◆ **REQUIRED TASK 1**
According to the passage on George Partleton and the Thames, in what year did George's parents move from Drury Lane to Lambeth?
◆ **REQUIRED TASK 2**
Rewrite the stretch from "In ancient times, the" through "cross the river." in the passage on George Partleton and the Thames, replacing "ancient Briton" with "early traveler".

◆ **SOURCE PASSAGE**
==*==
George's mum and dad, James Partleton and Mary Ann Garrad, were probably the poorest couple in the Partleton family. They had moved in 1847 from Drury Lane, north of the River Thames, to Lambeth, south of the Thames.

The river would dominate their domestic situation in Lambeth for years, by flooding their houses and we'll come to that later

The three houses which we know the family occupied were among the oldest (and, in George's day, most decrepit) in Lambeth, located right on the bank of the Thames within the blue and red circles in John Stow's lovely 1720 map:

The property where George was born in 1851 was in Cockets Alley, circled in blue in the map above. In Rocque's 1746 map, it is named as Coquet's Alley, and since it was a dark, riverside alleyway surrounded on all sides by pubs, we might speculate that this is a reference to prostitution. Or it might just have been someone's name.

This web page began as the story of George Partleton, but as I write it, I find I am going off course... way, way off course. In fact, and for a long while, the page is going to become a history of the River Thames. The reason for that can be seen in the yellow arrow in the engraving below, which we may follow like the white rabbit:

The yellow arrow points down Fore Street, which we see below, photographed by William Strudwick in 1860:

The picture was taken from the viewpoint of the red arrow in the map below:

And, as William Strudwick turned his heavy camera and tripod around and pointed it north, here's the view from the same spot, at the point of view of the green arrow:

Fore Street led directly to George Partleton's house, circled in blue in the map below, in Cockets Alley:

Young George's residence was inundated by the Thames on that day, and on many other occasions, so - fair warning - we are now going to take a huge diversion into the watery world of the River Thames. It will be some time before our George Partleton resurfaces.

In ancient times, the stretch of the river next to Lambeth had been much wider, and had flood plains on both banks. Indeed, the river was so shallow at this point that it could be forded at low tide...

Of course, that photograph is not the Thames at Lambeth, but if we put ourselves in the shoes of an ancient Briton, this is a pretty clear view of what he was faced with if he needed to cross the river.

Before the Romans came to Britain, if you didn't have a boat, then marshy Lambeth was the best place to cross the Thames.

One potential crossing point, circled in green as 'FORD?' in GordonxHone's (Victorian) sketch of the ancient Thames below, is at the location of modern Lambeth Bridge. It was opposite Thorney Island, a large shallow island occupying the whole western bank the Thames, long gone - but it was still an island when it was first occupied by Benedictine monks in the AD960s - hard to image now, but, the antecedent of Westminster Abbey was built on an island. The island, shaded yellow in the map below, was created by alluvial deposits at the confluence of the River Tyburn as it flowed into the Thames and branched into two rivulets:

Indeed, the ford was so useful before Roman times that it is tempting to consider that it may have formed part of one the most important ancient roads in Britain, which the Romans adopted, improved, and named Watling Street, shaded in red in the map below:

That's a nice map, but we are interested in the bit where the ancient road crossed the river Thames...
==*==
◆ **DATA**
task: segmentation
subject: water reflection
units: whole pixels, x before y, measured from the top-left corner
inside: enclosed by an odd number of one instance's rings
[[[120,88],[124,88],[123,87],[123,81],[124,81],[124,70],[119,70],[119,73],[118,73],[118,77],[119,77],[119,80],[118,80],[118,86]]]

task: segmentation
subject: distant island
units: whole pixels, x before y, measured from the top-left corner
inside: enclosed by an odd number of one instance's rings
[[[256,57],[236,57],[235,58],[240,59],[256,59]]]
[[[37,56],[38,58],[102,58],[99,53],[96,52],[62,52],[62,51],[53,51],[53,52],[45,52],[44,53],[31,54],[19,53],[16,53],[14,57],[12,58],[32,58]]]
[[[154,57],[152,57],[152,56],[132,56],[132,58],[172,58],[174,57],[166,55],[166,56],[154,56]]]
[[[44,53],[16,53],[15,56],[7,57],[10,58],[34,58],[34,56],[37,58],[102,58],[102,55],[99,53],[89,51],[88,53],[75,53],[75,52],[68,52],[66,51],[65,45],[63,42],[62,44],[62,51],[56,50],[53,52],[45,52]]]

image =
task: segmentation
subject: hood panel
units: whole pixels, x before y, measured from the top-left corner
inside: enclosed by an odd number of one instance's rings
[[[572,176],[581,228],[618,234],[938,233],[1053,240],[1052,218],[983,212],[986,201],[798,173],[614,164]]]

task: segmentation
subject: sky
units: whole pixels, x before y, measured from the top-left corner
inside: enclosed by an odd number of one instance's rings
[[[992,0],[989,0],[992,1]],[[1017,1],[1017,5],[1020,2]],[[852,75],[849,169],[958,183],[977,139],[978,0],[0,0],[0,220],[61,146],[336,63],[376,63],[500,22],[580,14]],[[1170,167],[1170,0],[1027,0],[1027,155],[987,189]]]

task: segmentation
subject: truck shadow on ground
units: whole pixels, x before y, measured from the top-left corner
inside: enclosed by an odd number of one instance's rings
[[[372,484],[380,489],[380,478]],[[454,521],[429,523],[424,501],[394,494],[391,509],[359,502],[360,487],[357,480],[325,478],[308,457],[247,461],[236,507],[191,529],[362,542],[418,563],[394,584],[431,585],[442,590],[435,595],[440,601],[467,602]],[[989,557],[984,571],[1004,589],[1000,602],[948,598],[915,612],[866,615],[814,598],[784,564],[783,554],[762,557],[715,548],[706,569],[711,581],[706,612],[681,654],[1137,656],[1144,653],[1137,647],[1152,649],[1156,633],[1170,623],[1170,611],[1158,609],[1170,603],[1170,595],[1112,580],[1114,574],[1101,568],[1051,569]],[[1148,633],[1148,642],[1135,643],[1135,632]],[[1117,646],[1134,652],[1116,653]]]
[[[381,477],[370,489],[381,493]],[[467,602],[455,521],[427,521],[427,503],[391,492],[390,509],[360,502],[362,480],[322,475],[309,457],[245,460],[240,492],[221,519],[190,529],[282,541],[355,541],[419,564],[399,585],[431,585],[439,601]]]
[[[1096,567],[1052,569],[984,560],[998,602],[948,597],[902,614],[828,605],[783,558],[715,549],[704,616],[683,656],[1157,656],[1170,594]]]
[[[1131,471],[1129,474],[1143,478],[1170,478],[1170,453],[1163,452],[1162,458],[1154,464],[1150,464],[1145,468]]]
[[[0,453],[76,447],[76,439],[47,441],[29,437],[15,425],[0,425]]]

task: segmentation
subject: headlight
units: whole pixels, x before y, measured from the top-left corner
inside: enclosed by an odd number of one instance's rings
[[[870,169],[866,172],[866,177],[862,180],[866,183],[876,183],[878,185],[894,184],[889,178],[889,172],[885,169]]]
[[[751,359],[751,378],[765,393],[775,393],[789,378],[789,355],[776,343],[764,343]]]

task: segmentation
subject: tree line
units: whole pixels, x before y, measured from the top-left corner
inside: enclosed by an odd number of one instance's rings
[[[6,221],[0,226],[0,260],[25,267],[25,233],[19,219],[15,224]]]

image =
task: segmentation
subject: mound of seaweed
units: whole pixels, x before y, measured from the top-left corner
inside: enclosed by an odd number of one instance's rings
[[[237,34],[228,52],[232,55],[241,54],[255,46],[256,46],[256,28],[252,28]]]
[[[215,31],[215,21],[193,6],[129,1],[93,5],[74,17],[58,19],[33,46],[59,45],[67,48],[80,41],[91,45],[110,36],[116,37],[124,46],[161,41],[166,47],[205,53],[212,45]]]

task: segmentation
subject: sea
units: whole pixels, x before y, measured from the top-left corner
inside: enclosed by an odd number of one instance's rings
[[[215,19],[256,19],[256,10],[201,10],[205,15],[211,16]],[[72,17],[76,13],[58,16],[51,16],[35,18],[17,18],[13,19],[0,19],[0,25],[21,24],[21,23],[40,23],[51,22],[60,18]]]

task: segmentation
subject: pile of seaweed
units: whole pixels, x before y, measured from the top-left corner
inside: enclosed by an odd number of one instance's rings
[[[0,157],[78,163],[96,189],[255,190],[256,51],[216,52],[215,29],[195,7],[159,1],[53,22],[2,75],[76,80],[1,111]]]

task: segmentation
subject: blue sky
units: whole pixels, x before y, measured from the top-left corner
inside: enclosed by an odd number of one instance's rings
==*==
◆ **SOLUTION 1**
1847

◆ **SOLUTION 2**
In ancient times, the stretch of the river next to Lambeth had been much wider, and had flood plains on both banks. Indeed, the river was so shallow at this point that it could be forded at low tide...

Of course, that photograph is not the Thames at Lambeth, but if we put ourselves in the shoes of an early traveler, this is a pretty clear view of what he was faced with if he needed to cross the river.